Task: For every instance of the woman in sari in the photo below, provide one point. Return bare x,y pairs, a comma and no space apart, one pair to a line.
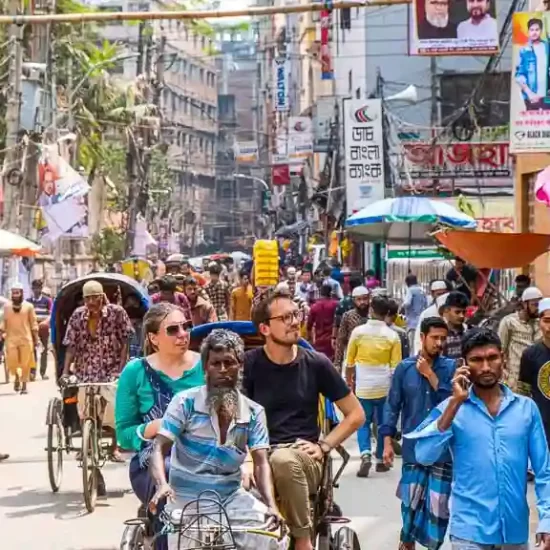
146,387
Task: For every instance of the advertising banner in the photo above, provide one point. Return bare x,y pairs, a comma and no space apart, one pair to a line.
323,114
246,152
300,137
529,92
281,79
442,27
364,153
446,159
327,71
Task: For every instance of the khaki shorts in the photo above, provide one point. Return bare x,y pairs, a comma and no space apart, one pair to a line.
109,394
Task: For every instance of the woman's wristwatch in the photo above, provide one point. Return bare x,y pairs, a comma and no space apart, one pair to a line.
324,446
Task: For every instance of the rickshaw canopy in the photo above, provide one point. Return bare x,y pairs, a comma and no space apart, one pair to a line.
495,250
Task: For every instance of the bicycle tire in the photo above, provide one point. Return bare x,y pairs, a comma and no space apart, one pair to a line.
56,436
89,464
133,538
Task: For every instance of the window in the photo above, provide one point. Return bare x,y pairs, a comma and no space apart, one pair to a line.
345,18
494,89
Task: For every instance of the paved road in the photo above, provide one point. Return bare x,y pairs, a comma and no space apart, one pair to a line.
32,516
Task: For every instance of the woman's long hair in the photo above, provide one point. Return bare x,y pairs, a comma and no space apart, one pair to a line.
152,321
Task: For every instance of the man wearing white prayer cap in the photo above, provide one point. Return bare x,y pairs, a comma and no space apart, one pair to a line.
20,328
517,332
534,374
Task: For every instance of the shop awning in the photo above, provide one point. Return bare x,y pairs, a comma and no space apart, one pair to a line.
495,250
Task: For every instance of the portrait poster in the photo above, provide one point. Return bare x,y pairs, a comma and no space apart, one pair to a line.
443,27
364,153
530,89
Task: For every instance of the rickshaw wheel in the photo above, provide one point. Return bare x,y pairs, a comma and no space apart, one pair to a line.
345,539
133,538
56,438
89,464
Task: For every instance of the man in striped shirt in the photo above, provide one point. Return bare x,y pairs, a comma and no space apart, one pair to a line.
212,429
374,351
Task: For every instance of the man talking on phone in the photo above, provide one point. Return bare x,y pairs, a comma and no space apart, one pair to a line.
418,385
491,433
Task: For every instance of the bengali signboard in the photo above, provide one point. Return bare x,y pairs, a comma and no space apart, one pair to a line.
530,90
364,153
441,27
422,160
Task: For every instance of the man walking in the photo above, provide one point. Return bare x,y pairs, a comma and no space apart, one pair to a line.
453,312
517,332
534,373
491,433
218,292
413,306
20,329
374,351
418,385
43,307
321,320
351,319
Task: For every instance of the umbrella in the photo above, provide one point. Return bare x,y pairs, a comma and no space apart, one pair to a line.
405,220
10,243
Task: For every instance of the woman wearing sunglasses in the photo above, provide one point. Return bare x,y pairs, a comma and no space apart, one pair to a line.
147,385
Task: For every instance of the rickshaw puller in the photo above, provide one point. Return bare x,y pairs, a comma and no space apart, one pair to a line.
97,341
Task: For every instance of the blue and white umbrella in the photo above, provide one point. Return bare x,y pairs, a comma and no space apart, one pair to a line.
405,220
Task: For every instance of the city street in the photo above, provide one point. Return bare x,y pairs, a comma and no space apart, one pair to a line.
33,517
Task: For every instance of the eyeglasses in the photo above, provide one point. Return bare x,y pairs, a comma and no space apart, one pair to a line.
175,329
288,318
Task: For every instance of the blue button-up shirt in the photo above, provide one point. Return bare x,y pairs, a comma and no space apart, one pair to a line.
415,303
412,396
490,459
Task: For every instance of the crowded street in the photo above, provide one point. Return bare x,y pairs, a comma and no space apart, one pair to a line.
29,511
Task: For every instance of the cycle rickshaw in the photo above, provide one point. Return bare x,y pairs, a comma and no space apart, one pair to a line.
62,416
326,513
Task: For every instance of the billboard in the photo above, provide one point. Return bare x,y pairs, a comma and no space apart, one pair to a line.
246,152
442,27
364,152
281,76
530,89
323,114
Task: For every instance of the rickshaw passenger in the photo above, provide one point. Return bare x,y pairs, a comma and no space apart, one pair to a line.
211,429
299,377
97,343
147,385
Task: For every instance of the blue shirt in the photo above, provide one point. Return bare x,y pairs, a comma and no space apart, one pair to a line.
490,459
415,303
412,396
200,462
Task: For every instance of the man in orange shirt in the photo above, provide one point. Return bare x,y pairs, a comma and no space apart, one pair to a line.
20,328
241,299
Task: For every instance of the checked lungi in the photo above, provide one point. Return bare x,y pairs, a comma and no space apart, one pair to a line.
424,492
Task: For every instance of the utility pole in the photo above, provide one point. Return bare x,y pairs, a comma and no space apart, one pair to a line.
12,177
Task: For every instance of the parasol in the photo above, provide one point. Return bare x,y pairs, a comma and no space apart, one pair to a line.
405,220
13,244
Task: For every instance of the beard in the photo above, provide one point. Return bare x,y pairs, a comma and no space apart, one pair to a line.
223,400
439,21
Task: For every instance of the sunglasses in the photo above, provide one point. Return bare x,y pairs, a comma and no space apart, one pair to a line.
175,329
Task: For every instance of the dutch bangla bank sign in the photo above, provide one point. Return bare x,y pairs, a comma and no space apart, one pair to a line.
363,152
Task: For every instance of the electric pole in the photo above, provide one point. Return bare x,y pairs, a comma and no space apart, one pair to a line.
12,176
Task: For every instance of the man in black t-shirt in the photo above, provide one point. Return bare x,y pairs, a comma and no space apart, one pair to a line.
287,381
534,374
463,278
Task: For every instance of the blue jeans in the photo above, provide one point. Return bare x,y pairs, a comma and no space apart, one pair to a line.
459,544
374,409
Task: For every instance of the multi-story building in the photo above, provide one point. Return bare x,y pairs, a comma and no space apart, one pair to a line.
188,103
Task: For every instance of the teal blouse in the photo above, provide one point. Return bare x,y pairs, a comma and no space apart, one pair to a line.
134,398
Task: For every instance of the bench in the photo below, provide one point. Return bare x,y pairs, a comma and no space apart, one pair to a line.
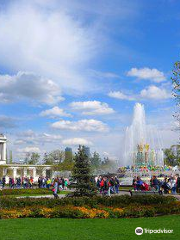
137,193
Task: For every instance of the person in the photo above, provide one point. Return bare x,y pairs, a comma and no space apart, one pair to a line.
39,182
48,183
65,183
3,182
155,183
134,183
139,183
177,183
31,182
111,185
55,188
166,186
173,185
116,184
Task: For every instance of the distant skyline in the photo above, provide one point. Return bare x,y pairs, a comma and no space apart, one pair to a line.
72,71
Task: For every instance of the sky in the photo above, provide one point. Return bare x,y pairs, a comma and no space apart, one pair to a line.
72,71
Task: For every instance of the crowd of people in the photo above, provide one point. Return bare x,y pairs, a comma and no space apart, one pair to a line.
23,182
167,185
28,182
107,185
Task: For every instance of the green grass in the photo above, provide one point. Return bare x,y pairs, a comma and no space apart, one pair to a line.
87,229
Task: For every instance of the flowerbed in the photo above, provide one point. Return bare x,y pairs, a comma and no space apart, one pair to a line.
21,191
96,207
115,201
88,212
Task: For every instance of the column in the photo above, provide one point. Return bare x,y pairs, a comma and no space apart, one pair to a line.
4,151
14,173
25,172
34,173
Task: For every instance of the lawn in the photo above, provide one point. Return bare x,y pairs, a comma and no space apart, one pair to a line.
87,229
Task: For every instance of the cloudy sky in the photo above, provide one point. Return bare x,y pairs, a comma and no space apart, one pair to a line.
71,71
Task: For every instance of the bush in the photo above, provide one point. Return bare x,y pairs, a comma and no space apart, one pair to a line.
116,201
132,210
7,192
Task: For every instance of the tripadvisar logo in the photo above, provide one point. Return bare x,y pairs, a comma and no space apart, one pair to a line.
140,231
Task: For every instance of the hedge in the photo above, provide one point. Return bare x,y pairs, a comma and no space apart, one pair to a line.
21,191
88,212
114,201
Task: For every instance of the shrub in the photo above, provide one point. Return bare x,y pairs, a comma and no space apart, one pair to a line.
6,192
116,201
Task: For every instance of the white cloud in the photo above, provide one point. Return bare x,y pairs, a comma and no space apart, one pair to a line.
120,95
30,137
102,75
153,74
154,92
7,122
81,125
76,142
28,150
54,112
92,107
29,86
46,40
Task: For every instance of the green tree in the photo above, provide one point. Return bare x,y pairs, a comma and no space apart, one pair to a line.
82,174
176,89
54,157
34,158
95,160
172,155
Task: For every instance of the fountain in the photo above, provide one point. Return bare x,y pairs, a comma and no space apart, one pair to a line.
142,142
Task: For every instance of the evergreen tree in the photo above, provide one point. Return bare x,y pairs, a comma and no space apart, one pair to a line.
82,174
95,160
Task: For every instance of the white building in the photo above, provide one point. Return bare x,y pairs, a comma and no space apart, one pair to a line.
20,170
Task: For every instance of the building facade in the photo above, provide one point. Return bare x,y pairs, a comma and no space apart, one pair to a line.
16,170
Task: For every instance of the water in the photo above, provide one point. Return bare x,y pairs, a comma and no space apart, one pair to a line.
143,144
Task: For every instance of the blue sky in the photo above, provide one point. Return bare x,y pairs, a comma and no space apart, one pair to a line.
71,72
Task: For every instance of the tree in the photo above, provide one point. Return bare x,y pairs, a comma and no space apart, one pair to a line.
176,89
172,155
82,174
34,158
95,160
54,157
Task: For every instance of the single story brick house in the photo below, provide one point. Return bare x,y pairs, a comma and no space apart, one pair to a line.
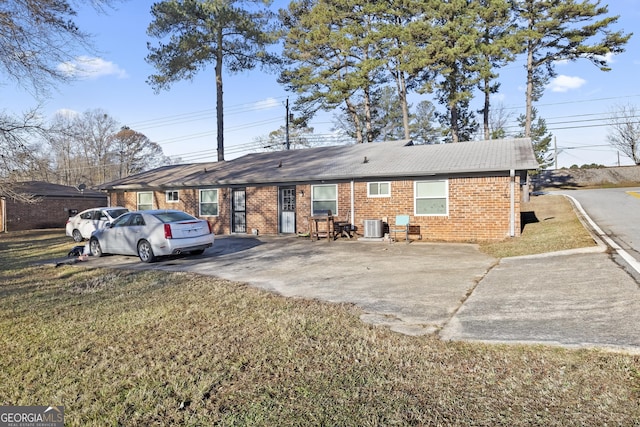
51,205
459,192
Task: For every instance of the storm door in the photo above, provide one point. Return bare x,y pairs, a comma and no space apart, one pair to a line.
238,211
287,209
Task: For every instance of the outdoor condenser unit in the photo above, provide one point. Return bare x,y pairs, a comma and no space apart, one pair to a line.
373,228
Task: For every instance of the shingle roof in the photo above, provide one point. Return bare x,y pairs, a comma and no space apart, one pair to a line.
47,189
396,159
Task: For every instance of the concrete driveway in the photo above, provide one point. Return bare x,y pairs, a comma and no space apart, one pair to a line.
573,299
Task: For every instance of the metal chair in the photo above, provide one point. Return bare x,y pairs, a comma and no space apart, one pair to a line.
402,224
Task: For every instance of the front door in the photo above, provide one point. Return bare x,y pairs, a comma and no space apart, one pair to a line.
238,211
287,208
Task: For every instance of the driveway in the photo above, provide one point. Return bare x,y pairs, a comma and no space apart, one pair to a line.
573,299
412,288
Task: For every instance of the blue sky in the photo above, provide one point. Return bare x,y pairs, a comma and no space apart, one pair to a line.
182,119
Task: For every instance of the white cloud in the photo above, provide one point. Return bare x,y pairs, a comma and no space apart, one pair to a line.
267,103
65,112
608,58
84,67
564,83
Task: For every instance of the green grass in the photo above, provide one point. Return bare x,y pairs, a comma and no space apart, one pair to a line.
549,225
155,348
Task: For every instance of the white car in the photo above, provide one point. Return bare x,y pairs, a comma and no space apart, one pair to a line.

========================

WORK TASK:
The expected answer is a word-for-word copy of every line from the one that contains "Task: For every instance of the front" through the final line of the material.

TASK ANSWER:
Task: For every instance of the front door in the photo above, provide one point. Return bare x,y pairs, a comma and no space apart, one pair to a line.
238,211
287,208
Task: For every instance of the driveway in the photo above, provide one point. Return bare x,y pairs, a comma and no space apart, one pair to a line.
573,299
412,288
Task: For every instance of the blue sky in the photo above, provide one point. Return bare x,y pairs, a comma and no space apart, one pair to a line.
182,119
Task: For every instance of the white cloud in the photo above, provide one point. Return bare x,y pairs, a comma and no space apart, one pair to a line.
267,103
65,112
608,58
84,67
564,83
Task: For every instance of the green grass in the photo above, provide one point. Return bare x,y pairs, a comma and no space apart, one pair to a line.
549,225
155,348
Task: For every instance of the white car in the photo above, provide one point. Return bare x,y pairs, a comma and no space apart, one pair to a line.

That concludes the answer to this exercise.